*** Source document

Lancaster University
Electronic exam system to help them meet the rigorous standards needed for medical student testing.
Lancaster University’s Medical School (“LUMS”) had started using an electronic exam system to help them meet the rigorous standards needed for medical student testing.
At the time, they had 200-300 students, and being a university, they create their own exam questions which need to go through several stages of quality control and editing, and after the exams, the performance of questions is monitored to ensure that the exams are fair and valid.
The system is “Rogō”, created by the University of Nottingham and used by several universities around Europe. After using the system for a while, Lancaster staff were having a few difficulties and needed help in using the system, and Lancaster University’s IT department had nobody who specialised in supporting the system. They needed a software partner to help make changes specific to their needs, to provide emergency support during exams, and to work with Nottingham to keep the system up to date.
To add further difficulty, the school was growing from an intake of 50 students to 150+ per year
Starting with a Wish List
We began with a “wish list” created by LUMS staff, who needed these changes to make it easier to create and deliver exams, and to feed back to the students afterwards.
This software had no formal support, and needed a company not only willing to take on somebody else’s code, but to provide reassurance and support based on that. We began the process of learning about the code, discovering how it worked and how best to maintain it
Collaborating with the Authors
Over time, we got to know the software well, and so we were able to pull in the latest improvements from Nottingham University, and combine them with our own, to create a “Lancaster version” of the system.
We then refined our approach, and began collaborating with Nottingham University very closely to discuss the best way to make changes, and contribute those changes back to the community so that everyone could benefit.
Reducing ongoing Costs
During this time, we had to make a huge shift from “forward porting” to “backward porting”. The “forward porting” means that when a new version of the system is released, we had to take each of our changes, and “re-apply” them to the latest version of the system. That became quite a lot of work, so “backward porting”, where our changes were made on the newest version of the system, and were therefore made to work with the latest version, became a far more cost effective way of keeping our “Lancaster version” up to date.
Improving Efficiency
Our latest improvement to the process is creating “unit tests” for each feature, which is a type of automated test that can be run by the computer, which dramatically reduces the time taken to test each new release of the system.

******

Try it: Could you copy, word for word, the part of the Lancaster University case study that begins with the words containing "Lancaster University’s Medical" and ends with "fair and valid."?

*** Information shown

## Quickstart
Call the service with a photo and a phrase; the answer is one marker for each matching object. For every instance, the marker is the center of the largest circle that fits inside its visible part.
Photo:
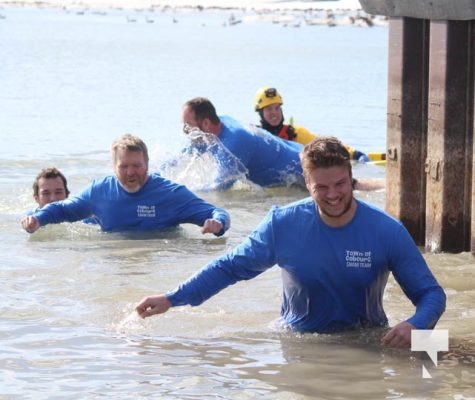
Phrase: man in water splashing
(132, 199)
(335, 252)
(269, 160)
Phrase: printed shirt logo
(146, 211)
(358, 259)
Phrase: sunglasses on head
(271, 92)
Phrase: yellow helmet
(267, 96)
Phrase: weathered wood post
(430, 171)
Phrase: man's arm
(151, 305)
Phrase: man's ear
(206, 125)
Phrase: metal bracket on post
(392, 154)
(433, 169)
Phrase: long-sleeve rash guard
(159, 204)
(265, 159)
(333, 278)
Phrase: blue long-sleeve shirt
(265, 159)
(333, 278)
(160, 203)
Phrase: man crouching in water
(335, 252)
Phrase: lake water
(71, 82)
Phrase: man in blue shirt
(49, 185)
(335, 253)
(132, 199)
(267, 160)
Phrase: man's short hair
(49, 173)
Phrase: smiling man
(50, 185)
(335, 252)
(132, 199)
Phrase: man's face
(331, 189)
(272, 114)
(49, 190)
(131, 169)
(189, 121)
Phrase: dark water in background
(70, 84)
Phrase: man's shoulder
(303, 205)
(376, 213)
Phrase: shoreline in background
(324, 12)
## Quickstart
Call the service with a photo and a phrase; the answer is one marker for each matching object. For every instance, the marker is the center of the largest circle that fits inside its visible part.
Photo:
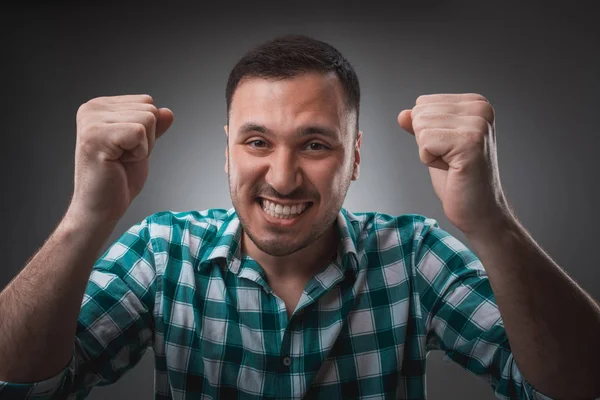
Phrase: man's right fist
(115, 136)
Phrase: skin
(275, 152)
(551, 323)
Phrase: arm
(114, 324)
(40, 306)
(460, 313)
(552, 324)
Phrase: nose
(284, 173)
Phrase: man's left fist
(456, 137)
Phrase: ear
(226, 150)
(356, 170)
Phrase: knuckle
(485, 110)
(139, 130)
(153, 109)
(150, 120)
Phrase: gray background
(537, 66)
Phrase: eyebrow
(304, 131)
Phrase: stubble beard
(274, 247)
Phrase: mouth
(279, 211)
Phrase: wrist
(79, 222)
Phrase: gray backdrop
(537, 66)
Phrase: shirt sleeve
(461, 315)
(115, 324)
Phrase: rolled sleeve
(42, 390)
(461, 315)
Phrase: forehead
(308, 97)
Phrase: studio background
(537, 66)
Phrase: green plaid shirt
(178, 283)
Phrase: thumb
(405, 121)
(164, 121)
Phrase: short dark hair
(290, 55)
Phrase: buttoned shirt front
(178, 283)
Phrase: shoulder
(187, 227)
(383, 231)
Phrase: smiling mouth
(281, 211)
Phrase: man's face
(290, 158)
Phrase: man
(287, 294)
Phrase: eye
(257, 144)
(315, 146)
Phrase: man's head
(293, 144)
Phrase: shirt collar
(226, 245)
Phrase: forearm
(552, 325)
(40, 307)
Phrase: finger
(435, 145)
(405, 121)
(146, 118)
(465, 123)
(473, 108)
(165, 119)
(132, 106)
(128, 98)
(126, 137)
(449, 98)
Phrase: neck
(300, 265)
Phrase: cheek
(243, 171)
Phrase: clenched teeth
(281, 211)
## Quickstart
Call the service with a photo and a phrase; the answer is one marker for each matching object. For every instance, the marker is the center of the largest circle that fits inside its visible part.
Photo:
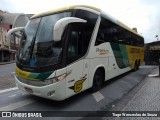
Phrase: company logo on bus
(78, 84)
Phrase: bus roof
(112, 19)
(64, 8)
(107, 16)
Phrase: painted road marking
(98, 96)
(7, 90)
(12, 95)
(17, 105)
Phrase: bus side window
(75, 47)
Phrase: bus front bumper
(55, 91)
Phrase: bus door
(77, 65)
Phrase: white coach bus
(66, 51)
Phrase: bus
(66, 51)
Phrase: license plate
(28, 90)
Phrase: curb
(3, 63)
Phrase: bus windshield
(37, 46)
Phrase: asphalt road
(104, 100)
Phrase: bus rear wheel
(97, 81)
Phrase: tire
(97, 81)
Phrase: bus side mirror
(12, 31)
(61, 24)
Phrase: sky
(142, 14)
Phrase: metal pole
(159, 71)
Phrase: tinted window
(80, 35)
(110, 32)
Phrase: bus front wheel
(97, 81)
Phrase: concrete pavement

******

Written response:
Lancaster University’s Medical School (“LUMS”) had started using an electronic exam system to help them meet the rigorous standards needed for medical student testing.
At the time, they had 200-300 students, and being a university, they create their own exam questions which need to go through several stages of quality control and editing, and after the exams, the performance of questions is monitored to ensure that the exams are fair and valid.